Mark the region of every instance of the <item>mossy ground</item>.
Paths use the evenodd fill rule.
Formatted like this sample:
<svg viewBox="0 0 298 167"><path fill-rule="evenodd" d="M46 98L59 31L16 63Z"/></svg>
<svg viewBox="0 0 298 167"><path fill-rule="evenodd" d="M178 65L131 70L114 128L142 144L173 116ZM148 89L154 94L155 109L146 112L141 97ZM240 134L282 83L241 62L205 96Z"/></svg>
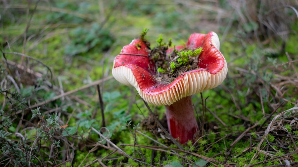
######
Description of the task:
Retype the records above line for line, with no changes. Leave the picture out of your copy.

Output for this exercise:
Mark the region of every instance of the <item>mossy ground</item>.
Paths use the evenodd fill rule.
Formatted like this sample:
<svg viewBox="0 0 298 167"><path fill-rule="evenodd" d="M46 98L59 31L16 63Z"/></svg>
<svg viewBox="0 0 298 167"><path fill-rule="evenodd" d="M178 65L131 70L114 128L142 144L173 116ZM148 89L154 94L155 109L146 112L141 97ZM240 134L282 83L241 62L205 96Z"/></svg>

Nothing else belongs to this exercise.